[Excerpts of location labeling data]
#####

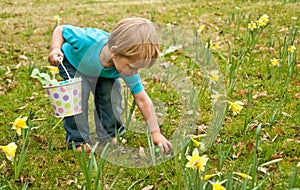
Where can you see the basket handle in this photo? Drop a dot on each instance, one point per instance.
(60, 59)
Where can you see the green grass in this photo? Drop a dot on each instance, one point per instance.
(26, 29)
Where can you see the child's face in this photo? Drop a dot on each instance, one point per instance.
(125, 66)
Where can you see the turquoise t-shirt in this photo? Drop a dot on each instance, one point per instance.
(82, 48)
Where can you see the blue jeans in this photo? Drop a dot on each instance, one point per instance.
(107, 111)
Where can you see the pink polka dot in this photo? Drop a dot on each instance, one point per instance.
(54, 107)
(60, 110)
(62, 89)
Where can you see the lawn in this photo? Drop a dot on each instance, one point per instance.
(227, 86)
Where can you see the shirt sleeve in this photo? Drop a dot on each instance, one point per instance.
(134, 83)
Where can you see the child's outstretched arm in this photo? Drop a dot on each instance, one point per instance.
(146, 107)
(56, 43)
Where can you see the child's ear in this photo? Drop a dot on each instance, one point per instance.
(113, 51)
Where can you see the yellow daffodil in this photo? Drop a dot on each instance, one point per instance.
(236, 106)
(275, 62)
(199, 136)
(243, 175)
(201, 28)
(264, 18)
(198, 144)
(292, 49)
(196, 161)
(19, 124)
(252, 25)
(217, 185)
(261, 23)
(213, 76)
(57, 19)
(214, 46)
(9, 150)
(209, 176)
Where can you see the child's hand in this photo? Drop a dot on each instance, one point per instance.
(163, 144)
(53, 56)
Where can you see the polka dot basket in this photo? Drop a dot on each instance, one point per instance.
(65, 98)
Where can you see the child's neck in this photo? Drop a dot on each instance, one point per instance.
(105, 57)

#####

- _Work instructions_
Reproduce word for word the lines of the records starting at the line that contains "Where can you see the child's ear" and ending at the end of the records, with both ends included.

- _Complete response_
Where can you see the child's ear in this photo? Drop a dot on each instance, one point per instance.
(113, 51)
Where can you see the yellow daffodil in this photo? Drop a dot on each instance, one point per instance.
(236, 106)
(275, 62)
(199, 136)
(243, 175)
(201, 28)
(264, 18)
(198, 144)
(292, 49)
(196, 161)
(19, 124)
(252, 25)
(217, 185)
(261, 23)
(213, 76)
(57, 19)
(214, 46)
(9, 150)
(209, 176)
Where can you see the child's hand in this photo? Drop a dot on each instance, one point per instance.
(163, 144)
(53, 56)
Where can you see the polka dot basket in this photo? Drop a dot on each instance, one point per instance.
(65, 98)
Where can you see the child's neck in this photo? Drop a dot on each instance, one point per instance.
(105, 57)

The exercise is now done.